> [EXERCISE DIRECTIONS] Print each of the following lines exactly as it appears.

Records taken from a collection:
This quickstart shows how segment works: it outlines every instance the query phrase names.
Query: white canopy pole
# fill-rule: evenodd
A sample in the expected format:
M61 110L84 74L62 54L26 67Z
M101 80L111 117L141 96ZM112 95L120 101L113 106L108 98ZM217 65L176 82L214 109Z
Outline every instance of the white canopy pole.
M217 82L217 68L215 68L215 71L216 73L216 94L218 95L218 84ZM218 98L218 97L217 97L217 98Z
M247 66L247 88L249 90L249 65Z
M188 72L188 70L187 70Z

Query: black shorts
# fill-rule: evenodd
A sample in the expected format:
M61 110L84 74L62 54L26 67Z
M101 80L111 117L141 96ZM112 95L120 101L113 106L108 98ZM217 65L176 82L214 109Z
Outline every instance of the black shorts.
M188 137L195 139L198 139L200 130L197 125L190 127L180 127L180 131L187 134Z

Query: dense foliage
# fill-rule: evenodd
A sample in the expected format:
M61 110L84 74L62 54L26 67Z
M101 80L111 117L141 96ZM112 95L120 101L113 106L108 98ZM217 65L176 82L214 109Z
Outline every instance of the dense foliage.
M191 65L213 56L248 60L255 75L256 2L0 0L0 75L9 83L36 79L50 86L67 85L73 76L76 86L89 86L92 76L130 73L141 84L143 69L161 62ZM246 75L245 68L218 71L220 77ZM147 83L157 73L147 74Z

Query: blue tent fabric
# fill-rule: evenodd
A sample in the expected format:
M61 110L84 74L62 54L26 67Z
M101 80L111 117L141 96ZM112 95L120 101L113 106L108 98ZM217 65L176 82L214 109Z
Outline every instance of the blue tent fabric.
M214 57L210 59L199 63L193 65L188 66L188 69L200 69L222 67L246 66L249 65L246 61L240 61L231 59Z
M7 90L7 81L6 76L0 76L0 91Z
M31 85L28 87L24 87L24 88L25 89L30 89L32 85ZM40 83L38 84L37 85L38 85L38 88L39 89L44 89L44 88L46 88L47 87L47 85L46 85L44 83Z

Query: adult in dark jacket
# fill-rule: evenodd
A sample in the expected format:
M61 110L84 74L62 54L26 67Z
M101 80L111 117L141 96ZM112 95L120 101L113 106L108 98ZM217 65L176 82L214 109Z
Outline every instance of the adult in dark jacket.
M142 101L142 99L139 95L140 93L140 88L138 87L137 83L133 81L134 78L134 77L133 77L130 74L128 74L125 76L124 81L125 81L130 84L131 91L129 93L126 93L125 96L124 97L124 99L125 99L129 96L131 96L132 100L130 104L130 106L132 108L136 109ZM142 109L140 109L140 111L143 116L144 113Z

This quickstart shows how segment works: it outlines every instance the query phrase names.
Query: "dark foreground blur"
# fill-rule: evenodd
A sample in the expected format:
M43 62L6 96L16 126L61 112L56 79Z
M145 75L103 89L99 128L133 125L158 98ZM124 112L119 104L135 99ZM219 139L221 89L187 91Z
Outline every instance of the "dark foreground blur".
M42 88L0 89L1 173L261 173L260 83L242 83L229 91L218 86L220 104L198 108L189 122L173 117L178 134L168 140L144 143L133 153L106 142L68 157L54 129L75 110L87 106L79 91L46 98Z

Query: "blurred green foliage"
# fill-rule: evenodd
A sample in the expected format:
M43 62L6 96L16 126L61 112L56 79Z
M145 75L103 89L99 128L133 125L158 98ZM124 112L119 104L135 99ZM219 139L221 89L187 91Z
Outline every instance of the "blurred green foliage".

> [SOLUTION]
This quickstart shows how segment works: it outlines every instance the query phrase names.
Query: white canopy pole
# fill-rule: evenodd
A sample in the expected format:
M61 110L84 74L62 54L26 67Z
M101 80L111 117L141 96ZM112 95L120 101L113 106L108 98ZM217 65L176 82L214 109Z
Outline every instance of the white canopy pole.
M217 82L217 68L215 68L215 71L216 73L216 94L218 95L218 84ZM218 98L218 97L217 97L217 98Z
M247 66L247 88L249 90L249 65Z
M188 72L188 70L187 70Z

Query: black shorts
# fill-rule: evenodd
A sample in the expected format:
M61 110L84 74L62 54L26 67Z
M101 80L111 117L141 96ZM112 95L120 101L113 106L108 98ZM217 65L176 82L214 109Z
Outline every instance of the black shorts.
M188 137L195 139L198 139L200 130L197 125L190 127L180 127L180 131L187 134Z

Query: dense foliage
# fill-rule: evenodd
A sample in the expected format:
M61 110L84 74L62 54L26 67Z
M101 80L111 117L141 96ZM112 95L120 101L113 106L108 98ZM217 65L176 82L214 109Z
Outline every instance of the dense foliage.
M191 65L213 56L248 60L255 75L256 2L0 0L0 75L9 83L36 79L50 86L67 85L73 76L76 86L89 86L92 76L130 73L141 84L143 69L161 62ZM246 75L245 68L218 71L220 77ZM147 83L157 73L147 74Z

Query: blue tent fabric
# fill-rule: evenodd
A sample in the expected format:
M61 110L84 74L62 54L26 67Z
M101 80L111 117L141 96ZM112 95L120 101L113 106L108 98ZM217 65L176 82L214 109Z
Outline every instance of the blue tent fabric.
M214 57L210 59L199 63L193 65L188 66L188 69L200 69L222 67L246 66L249 65L246 61L240 61L231 59Z
M7 90L7 81L6 76L0 76L0 91Z
M31 85L28 87L24 87L24 88L25 89L30 89L32 85ZM40 83L38 84L37 85L38 85L38 88L39 89L44 89L44 88L46 88L47 87L47 85L46 85L44 83Z

Query: adult in dark jacket
# fill-rule: evenodd
A sample in the expected format:
M61 110L84 74L62 54L26 67Z
M101 80L111 117L141 96ZM112 95L120 101L113 106L108 98ZM217 65L176 82L214 109Z
Outline every instance of the adult in dark jacket.
M142 101L142 99L139 95L140 93L140 88L138 87L137 83L133 81L134 78L134 77L133 77L130 74L128 74L125 76L124 81L125 81L130 84L131 91L129 93L126 93L125 96L124 97L124 99L125 99L129 96L131 96L132 100L130 104L130 106L132 108L136 109ZM142 109L140 109L140 111L143 116L144 113Z

This quickstart shows how segment works: it outlines every instance the query phrase names.
Query: "dark foreground blur"
# fill-rule: evenodd
A sample in the expected format:
M43 62L6 96L16 126L61 112L56 79Z
M145 75L103 89L99 128L133 125L158 98ZM124 112L119 104L135 99ZM219 139L221 89L187 91Z
Outline every instance of the "dark foreground blur".
M42 88L0 89L1 173L261 173L260 83L242 83L229 91L218 86L220 104L198 108L189 122L173 117L178 134L168 140L144 143L133 153L106 142L68 157L54 129L75 110L87 106L79 91L46 98Z

Query: "blurred green foliage"
# fill-rule: evenodd
A sample in the expected format:
M43 62L6 96L16 126L61 112L56 79Z
M145 75L103 89L99 128L133 125L158 98ZM124 112L119 104L135 99ZM219 139L221 89L187 91Z
Outline every instance of the "blurred green foliage".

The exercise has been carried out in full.